## Excerto

==============================

Portanto, os empregadores têm lançado várias e duras críticas ao Governo por conta das referidas tolerâncias de ponto, gerando debates à vários níveis da sociedade Moçambicana.
Neste cenário, o Conselho de Ministros aprovou no dia 12 de Maio de 2015, através do Decreto no 7/2015 de 3 de Junho, o Regulamento das Tolerâncias de Ponto, que passamos a analisar nos pontos seguintes.
A aprovação do Regulamento das Tolerâncias de Ponto
O Regulamento das Tolerâncias de Ponto (RTP) tem como objecto fixar as regras e critérios para a concessão de tolerâncias de ponto de âmbito nacional, para cidades e vilas municipais, bem como para as datas comemorativas de cidades e vilas não municipais (artigo 1 do RTP), e abrange os trabalhadores do sector público e privado, à excepção dos trabalhadores que pela sua natureza não possam sofrer interrupção (artigo 3 do RTP).
O RTP estabelece como datas de tolerância de ponto de âmbito nacional (artigo 5 do RTP):
a) A data marcada para a votação em eleições gerais e em eleições para as assembleias provinciais;
b) A data da tomada de posse do Presidente da República eleito;
c) O período da tarde do dia que antecede o feriado relativo ao primeiro dia do ano novo, excepto se coincidir com o Domingo.
Em relação as cidades e vilas municipais, o RTP estabelece como datas para as tolerâncias de ponto (artigo 6 do RTP):
a) A data marcada para a realização das eleições autárquicas;
b) A data que marca a elevação da circunscrição territorial à categoria de cidade ou vila, não devendo existir mais do que uma tolerância de ponto.

==============================

## Tarefas do exercício
• A. Responda com base no texto sobre as tolerâncias de ponto:
(i) Em que data o Conselho de Ministros aprovou o Regulamento das Tolerâncias de Ponto?
(ii) Que artigo do RTP estabelece as datas de tolerância de ponto de âmbito nacional?
(iii) Que trabalhadores ficam fora do âmbito do RTP?
• B. Indique se cada afirmação está de acordo com o texto sobre as tolerâncias de ponto, citando as palavras do texto que o decidem:
(i) O RTP aplica-se apenas aos trabalhadores do sector público.
(ii) A data da tomada de posse do Presidente da República eleito é uma tolerância de ponto de âmbito nacional.
(iii) A tarde do dia que antecede o feriado do primeiro dia do ano novo é sempre tolerância de ponto.
• C. Continue, por favor, o texto sobre as tolerâncias de ponto a partir da última frase apresentada.

==============================

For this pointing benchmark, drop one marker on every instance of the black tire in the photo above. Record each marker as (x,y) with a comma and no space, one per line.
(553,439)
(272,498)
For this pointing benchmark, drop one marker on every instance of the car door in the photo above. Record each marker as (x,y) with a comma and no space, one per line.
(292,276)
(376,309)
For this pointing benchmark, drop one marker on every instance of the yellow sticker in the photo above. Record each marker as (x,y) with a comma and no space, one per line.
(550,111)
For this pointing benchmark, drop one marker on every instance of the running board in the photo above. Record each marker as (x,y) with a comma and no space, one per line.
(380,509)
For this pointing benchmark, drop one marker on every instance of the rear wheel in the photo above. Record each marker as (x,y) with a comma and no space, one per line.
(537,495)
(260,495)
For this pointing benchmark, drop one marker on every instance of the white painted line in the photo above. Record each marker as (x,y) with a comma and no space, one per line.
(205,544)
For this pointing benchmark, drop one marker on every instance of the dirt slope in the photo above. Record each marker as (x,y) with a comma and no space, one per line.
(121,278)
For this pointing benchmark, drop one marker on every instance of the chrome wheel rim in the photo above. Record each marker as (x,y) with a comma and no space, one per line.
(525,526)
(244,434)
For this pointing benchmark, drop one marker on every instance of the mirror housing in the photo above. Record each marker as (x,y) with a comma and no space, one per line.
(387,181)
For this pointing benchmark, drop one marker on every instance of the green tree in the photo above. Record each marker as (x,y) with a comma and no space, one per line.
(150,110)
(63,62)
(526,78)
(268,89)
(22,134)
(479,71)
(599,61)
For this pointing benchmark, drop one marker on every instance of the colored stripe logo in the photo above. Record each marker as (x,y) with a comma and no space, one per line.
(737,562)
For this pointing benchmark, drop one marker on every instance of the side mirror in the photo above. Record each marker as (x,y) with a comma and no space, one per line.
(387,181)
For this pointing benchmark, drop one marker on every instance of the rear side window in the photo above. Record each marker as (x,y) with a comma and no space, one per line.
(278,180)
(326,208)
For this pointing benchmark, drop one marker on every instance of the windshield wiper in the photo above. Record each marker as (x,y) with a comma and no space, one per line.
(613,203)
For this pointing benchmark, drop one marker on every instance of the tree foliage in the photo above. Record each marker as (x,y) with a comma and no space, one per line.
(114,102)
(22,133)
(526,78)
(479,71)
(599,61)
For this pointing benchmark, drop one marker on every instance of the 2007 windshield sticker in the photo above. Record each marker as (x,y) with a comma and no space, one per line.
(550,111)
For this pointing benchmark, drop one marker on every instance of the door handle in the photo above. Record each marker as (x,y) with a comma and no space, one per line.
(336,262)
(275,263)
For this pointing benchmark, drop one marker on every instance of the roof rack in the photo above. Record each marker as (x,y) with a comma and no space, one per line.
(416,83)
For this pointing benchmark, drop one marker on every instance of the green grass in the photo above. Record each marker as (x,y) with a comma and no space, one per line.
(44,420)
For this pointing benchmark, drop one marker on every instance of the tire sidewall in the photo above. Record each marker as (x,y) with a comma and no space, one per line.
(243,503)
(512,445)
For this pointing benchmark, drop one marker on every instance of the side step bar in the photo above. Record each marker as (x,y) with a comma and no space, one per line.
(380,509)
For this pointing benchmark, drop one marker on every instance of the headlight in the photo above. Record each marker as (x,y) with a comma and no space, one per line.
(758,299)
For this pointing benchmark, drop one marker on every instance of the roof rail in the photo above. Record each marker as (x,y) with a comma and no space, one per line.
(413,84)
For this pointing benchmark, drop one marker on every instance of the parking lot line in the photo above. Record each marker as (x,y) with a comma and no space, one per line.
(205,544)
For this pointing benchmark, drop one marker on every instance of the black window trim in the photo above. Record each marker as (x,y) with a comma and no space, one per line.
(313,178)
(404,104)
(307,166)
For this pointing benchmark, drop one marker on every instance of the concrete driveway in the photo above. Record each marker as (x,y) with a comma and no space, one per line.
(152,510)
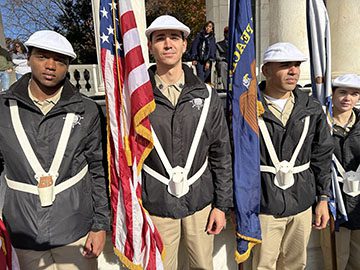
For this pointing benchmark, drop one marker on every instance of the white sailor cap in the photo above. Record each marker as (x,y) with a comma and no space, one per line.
(167,22)
(347,81)
(51,41)
(283,52)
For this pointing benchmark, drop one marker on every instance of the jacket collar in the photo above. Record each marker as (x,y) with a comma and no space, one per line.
(302,106)
(70,100)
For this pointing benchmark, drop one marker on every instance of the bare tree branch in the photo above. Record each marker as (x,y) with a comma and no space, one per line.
(23,17)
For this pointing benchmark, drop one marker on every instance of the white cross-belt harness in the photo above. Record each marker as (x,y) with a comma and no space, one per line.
(350,179)
(284,171)
(46,194)
(178,183)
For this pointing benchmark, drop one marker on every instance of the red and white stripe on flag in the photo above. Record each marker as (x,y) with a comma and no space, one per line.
(129,100)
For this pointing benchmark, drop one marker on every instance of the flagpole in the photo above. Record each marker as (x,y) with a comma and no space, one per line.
(333,243)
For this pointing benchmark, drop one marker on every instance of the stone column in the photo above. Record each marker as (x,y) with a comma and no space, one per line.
(345,36)
(286,22)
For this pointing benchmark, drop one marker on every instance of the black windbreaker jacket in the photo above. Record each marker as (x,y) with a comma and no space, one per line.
(347,151)
(75,211)
(175,128)
(317,149)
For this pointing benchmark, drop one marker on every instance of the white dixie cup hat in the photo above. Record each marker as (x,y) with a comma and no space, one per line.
(51,41)
(167,22)
(283,52)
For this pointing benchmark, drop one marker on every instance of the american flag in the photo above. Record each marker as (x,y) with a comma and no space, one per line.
(129,100)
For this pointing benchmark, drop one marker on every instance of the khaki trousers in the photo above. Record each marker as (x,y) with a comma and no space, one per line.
(347,249)
(67,257)
(199,245)
(284,242)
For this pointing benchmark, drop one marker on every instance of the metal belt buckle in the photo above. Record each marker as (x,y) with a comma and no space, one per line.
(178,185)
(46,190)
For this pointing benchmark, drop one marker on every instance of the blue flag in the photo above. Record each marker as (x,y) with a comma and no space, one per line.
(243,91)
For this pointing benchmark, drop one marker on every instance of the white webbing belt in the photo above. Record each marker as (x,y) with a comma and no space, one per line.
(283,166)
(351,179)
(34,162)
(57,189)
(169,169)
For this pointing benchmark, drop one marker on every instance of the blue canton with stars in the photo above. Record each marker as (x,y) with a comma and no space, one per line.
(108,12)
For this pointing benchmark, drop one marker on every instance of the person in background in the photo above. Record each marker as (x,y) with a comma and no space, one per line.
(56,207)
(5,68)
(203,51)
(346,135)
(222,55)
(187,177)
(19,58)
(295,157)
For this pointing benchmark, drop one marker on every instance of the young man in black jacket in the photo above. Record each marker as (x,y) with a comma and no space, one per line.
(56,206)
(295,158)
(187,178)
(346,135)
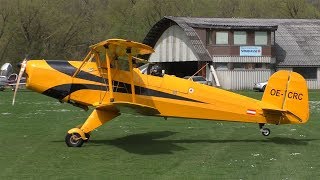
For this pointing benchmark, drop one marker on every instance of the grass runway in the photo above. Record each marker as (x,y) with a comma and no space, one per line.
(131,147)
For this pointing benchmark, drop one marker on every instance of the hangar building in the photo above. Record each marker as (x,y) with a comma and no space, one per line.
(236,53)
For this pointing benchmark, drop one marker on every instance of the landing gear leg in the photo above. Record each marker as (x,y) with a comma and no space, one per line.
(264,131)
(76,136)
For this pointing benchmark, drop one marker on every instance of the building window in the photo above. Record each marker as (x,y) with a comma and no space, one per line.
(260,38)
(306,72)
(240,38)
(222,38)
(221,65)
(209,37)
(273,38)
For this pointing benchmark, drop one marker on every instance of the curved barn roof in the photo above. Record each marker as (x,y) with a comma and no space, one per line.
(157,30)
(297,40)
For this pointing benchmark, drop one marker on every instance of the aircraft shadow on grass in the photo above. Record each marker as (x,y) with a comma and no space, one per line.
(152,143)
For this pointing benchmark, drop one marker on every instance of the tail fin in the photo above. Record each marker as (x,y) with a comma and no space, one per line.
(288,92)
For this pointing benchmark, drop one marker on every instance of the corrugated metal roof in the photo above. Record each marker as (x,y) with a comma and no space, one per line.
(297,40)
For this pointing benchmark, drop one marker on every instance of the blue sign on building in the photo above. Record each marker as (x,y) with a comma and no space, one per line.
(250,51)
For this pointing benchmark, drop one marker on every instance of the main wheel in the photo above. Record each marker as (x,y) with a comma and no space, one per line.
(74,140)
(265,131)
(87,136)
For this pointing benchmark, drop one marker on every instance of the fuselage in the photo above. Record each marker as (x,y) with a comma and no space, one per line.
(172,96)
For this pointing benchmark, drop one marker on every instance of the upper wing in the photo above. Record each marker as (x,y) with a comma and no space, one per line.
(129,108)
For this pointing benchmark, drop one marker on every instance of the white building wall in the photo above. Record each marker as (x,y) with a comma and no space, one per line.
(173,46)
(241,79)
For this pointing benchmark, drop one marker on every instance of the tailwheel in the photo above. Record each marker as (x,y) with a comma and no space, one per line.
(74,140)
(265,131)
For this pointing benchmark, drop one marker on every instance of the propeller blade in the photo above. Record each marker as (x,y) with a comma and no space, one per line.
(23,67)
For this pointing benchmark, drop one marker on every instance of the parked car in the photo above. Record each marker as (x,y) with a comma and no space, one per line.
(198,79)
(260,86)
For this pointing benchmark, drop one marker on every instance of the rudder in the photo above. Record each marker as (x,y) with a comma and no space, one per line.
(287,91)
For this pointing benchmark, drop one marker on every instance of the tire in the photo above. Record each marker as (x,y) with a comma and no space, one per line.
(265,132)
(74,140)
(87,136)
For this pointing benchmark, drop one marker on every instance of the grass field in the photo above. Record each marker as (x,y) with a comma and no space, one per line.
(134,147)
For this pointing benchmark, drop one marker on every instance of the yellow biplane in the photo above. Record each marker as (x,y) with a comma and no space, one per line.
(104,81)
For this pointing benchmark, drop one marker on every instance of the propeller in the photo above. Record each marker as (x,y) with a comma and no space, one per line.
(23,67)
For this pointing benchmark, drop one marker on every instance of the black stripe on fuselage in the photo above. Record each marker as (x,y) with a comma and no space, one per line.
(66,68)
(63,90)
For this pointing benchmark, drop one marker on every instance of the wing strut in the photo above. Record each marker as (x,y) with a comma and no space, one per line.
(131,75)
(109,78)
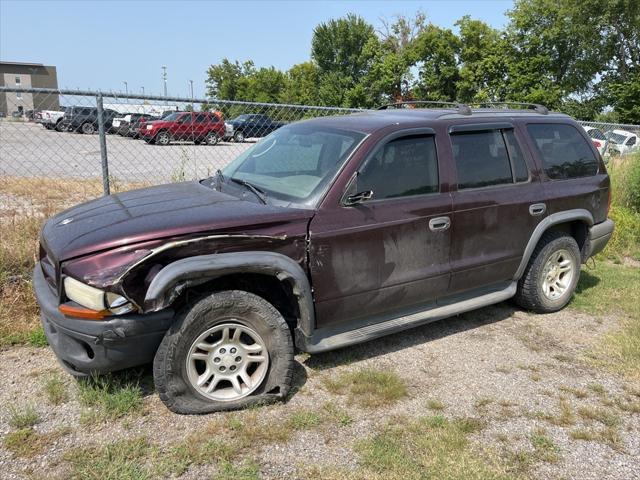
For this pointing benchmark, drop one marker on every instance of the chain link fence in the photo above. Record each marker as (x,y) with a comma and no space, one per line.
(64,146)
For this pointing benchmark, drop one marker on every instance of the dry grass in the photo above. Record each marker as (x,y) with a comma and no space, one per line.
(26,442)
(368,387)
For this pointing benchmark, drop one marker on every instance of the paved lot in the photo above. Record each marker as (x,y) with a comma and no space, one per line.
(29,150)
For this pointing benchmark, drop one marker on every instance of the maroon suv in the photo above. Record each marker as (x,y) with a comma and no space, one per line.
(197,127)
(326,233)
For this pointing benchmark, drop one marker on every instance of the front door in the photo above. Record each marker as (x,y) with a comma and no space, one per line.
(496,207)
(388,252)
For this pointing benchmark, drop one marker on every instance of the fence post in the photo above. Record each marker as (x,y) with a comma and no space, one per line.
(103,145)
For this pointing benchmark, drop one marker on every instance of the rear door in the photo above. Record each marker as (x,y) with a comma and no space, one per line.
(390,252)
(496,207)
(182,129)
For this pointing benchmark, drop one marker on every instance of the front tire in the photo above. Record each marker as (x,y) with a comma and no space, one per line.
(231,350)
(552,274)
(239,136)
(163,138)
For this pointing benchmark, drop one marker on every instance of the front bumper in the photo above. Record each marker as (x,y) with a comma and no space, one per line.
(599,236)
(89,346)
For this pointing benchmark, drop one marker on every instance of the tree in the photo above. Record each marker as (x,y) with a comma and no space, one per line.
(338,50)
(434,53)
(484,69)
(301,85)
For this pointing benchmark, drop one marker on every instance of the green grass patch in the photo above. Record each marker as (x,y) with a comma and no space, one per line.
(22,416)
(55,390)
(611,288)
(121,460)
(430,447)
(368,387)
(110,396)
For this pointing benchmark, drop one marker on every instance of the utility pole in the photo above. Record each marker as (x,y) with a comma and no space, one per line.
(164,78)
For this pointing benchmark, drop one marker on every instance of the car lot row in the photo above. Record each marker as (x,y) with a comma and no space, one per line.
(171,125)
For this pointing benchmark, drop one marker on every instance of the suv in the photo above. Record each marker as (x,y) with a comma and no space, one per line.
(327,233)
(197,127)
(85,119)
(250,126)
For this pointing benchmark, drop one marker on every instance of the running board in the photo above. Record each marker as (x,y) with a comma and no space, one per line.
(332,338)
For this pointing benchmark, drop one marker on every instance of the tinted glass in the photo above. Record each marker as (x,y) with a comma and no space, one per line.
(403,167)
(518,163)
(481,159)
(564,152)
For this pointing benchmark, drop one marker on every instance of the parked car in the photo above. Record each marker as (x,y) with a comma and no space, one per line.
(196,127)
(326,233)
(85,119)
(250,126)
(598,138)
(128,125)
(139,123)
(50,119)
(622,141)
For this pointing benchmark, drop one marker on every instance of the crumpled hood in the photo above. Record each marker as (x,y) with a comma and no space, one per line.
(151,213)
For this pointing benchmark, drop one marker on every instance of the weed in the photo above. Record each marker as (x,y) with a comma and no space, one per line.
(544,447)
(435,404)
(121,460)
(23,417)
(112,396)
(368,387)
(26,442)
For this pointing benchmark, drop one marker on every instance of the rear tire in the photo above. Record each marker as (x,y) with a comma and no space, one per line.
(193,366)
(551,276)
(212,138)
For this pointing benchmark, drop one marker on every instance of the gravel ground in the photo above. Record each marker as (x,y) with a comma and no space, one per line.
(499,364)
(29,150)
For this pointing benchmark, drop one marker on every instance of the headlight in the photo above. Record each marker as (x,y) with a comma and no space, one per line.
(96,299)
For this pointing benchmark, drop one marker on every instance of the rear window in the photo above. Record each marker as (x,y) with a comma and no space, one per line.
(564,151)
(485,158)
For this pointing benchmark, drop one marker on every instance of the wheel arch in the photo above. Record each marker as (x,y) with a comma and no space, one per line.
(575,223)
(273,276)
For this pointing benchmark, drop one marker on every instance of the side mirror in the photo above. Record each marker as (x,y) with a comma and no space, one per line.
(359,197)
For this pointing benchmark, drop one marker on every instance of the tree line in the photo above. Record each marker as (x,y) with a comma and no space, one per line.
(578,56)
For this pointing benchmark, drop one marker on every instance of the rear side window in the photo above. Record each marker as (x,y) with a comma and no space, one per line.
(564,152)
(482,159)
(403,167)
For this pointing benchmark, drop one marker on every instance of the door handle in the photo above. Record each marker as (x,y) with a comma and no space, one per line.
(537,209)
(438,224)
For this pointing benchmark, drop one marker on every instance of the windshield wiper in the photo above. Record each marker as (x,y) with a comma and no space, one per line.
(258,193)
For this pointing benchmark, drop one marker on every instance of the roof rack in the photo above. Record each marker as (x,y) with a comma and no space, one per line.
(541,109)
(461,107)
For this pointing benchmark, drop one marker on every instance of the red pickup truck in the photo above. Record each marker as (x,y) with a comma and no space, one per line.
(197,127)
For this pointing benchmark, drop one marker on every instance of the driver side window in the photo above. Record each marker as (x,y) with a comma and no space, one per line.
(403,167)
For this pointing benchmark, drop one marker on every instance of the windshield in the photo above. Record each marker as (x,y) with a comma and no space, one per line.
(295,162)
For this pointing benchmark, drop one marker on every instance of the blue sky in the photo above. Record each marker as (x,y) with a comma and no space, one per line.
(100,44)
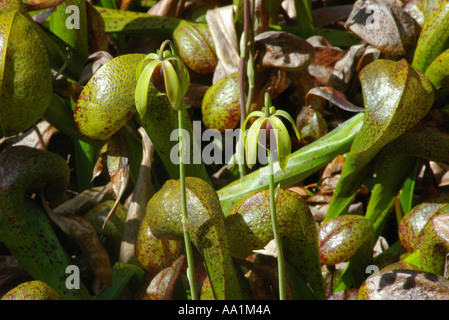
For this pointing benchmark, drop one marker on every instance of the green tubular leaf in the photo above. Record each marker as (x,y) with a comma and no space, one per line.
(172,84)
(24,227)
(283,142)
(433,39)
(301,164)
(249,228)
(396,98)
(438,70)
(6,20)
(393,170)
(122,275)
(206,228)
(143,82)
(60,115)
(160,121)
(251,141)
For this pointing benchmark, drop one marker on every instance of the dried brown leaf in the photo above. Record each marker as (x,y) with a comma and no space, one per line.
(385,26)
(345,68)
(224,36)
(329,15)
(86,200)
(87,239)
(283,50)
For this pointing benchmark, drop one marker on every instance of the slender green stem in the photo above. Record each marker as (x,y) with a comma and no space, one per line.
(277,237)
(188,245)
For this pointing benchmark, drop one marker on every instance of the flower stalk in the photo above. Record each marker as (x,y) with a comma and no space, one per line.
(166,72)
(269,119)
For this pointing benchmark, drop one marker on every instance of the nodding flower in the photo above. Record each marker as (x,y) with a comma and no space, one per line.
(166,72)
(268,119)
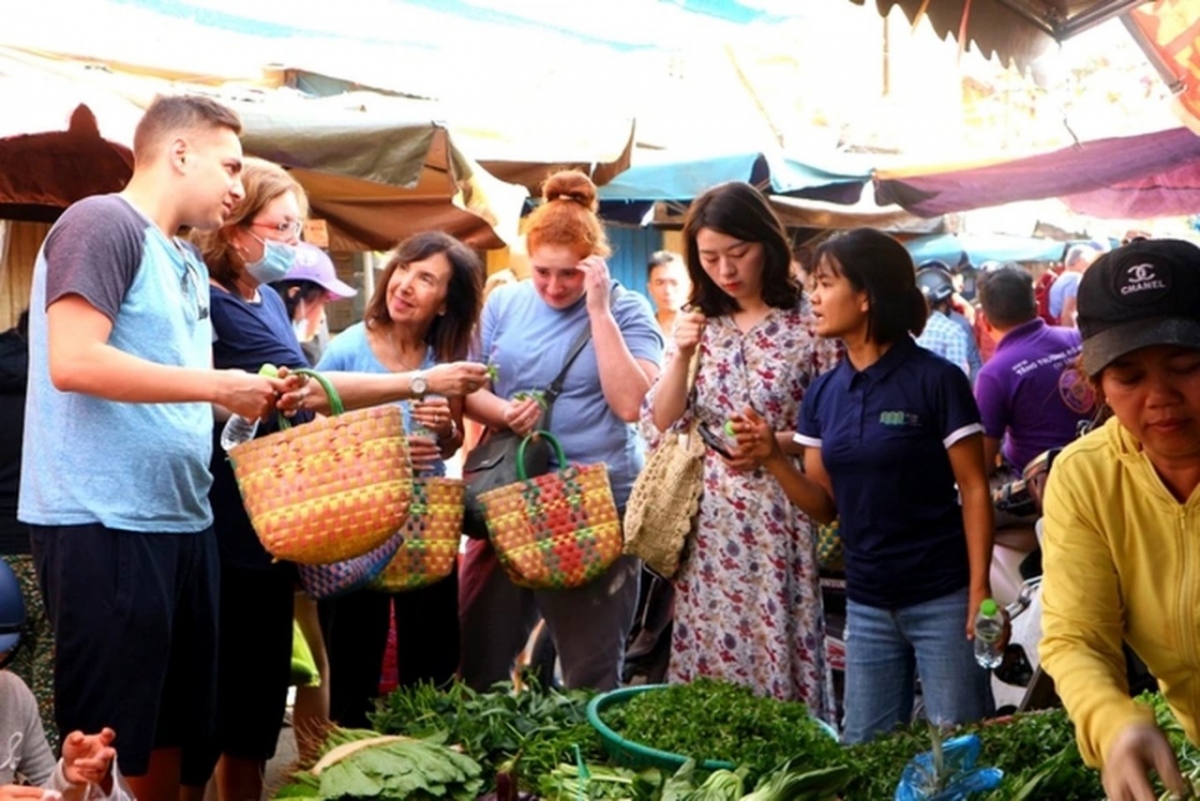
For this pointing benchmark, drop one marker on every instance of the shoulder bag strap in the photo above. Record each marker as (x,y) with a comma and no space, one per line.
(556,386)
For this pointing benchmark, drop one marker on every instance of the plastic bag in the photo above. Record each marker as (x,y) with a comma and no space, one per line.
(918,782)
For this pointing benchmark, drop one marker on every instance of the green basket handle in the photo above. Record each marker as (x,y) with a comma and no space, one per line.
(553,441)
(335,401)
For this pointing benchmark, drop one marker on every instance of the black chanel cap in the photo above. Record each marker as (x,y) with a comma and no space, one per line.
(1146,293)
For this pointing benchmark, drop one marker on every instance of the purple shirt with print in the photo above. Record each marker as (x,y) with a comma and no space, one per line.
(1031,391)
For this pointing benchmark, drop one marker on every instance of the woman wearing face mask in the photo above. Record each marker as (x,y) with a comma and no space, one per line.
(311,284)
(892,438)
(528,329)
(748,601)
(256,246)
(423,313)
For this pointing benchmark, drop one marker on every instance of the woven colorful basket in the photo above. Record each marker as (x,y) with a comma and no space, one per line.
(322,582)
(556,531)
(331,489)
(432,534)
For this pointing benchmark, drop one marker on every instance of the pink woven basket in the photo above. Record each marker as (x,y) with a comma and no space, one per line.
(322,582)
(333,489)
(556,531)
(432,534)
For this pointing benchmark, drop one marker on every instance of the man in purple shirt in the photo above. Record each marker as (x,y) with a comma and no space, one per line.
(1030,393)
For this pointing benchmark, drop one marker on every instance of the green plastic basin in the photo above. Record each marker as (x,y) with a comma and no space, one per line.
(636,754)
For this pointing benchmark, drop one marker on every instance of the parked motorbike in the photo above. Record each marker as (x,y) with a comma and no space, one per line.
(1017,583)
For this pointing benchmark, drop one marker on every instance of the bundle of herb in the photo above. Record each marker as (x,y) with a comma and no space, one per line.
(1037,752)
(359,764)
(713,720)
(527,733)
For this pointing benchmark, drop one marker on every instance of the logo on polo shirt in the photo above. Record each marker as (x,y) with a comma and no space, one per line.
(1141,283)
(899,419)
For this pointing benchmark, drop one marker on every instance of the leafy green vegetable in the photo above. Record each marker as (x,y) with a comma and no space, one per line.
(527,733)
(537,395)
(713,720)
(358,764)
(1037,752)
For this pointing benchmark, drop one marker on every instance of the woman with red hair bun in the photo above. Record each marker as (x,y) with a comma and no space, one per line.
(528,329)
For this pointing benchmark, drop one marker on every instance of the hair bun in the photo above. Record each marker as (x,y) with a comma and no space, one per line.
(573,186)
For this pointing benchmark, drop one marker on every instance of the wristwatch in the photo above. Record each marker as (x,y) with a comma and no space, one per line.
(419,385)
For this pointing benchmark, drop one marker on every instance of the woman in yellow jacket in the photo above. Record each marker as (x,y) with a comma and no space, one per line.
(1122,517)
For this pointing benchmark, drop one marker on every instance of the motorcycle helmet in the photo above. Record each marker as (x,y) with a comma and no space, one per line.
(12,613)
(935,282)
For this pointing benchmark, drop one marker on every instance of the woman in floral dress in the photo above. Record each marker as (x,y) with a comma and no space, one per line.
(748,604)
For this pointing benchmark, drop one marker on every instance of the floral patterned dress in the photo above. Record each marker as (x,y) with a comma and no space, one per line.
(748,603)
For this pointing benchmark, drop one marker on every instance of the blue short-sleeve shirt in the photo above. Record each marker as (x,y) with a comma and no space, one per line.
(529,342)
(883,435)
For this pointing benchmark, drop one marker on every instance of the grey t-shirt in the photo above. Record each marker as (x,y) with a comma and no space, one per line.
(133,467)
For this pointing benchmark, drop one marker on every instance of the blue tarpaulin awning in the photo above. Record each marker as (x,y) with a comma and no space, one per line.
(683,179)
(976,248)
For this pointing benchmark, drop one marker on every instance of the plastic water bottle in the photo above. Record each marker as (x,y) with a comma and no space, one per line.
(989,633)
(238,429)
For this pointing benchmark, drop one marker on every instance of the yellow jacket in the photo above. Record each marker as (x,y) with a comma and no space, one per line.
(1121,559)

==============================

## Respostas por tarefa
• A.
(i) No dia 12 de Maio de 2015.
(ii) O artigo 5 do RTP.
(iii) Os trabalhadores que, pela sua natureza, não possam sofrer interrupção.

• B.
(i) Não: "abrange os trabalhadores do sector público e privado".
(ii) Sim: "A data da tomada de posse do Presidente da República eleito".
(iii) Não: "excepto se coincidir com o Domingo".

• C.
Compete ao Ministro que superintende a área do Trabalho conceder outras tolerância de ponto (artigo 5, no 2, do RTP).
A verificação das tolerâncias de ponto confere aos trabalhadores abrangidos o direito de suspender a prestação da actividade laboral, sem perda de remuneração, e aos trabalhadores não abrangidos, que tenham efectivamente estado a trabalhar nesse dia, o direito à remuneração normal diária acrescida de 100% (artigo 8 do RTP).
Efeito prático da aprovação do Regulamento das Tolerâncias de Ponto
Da análise às disposições do RTP não se vislumbra qualquer efeito prático de mudança do actual cenário do decretamento indiscriminado de tolerâncias de ponto em Moçambique. As normas previstas no RTP só vêm a confirmar o que já acontecia em Moçambique, na medida em que todas as datas nelas definidas como de tolerâncias de ponto já eram assim consideradas antes da sua aprovação.
Aliás, nem se podia esperar muito deste regulamento, na medida em que a competência para conceder a tolerância de ponto é do Ministro que superintende a área do trabalho, conforme o artigo 97, no 1, da Lei do Trabalho (Lei no 23/2007, de 1 de Agosto).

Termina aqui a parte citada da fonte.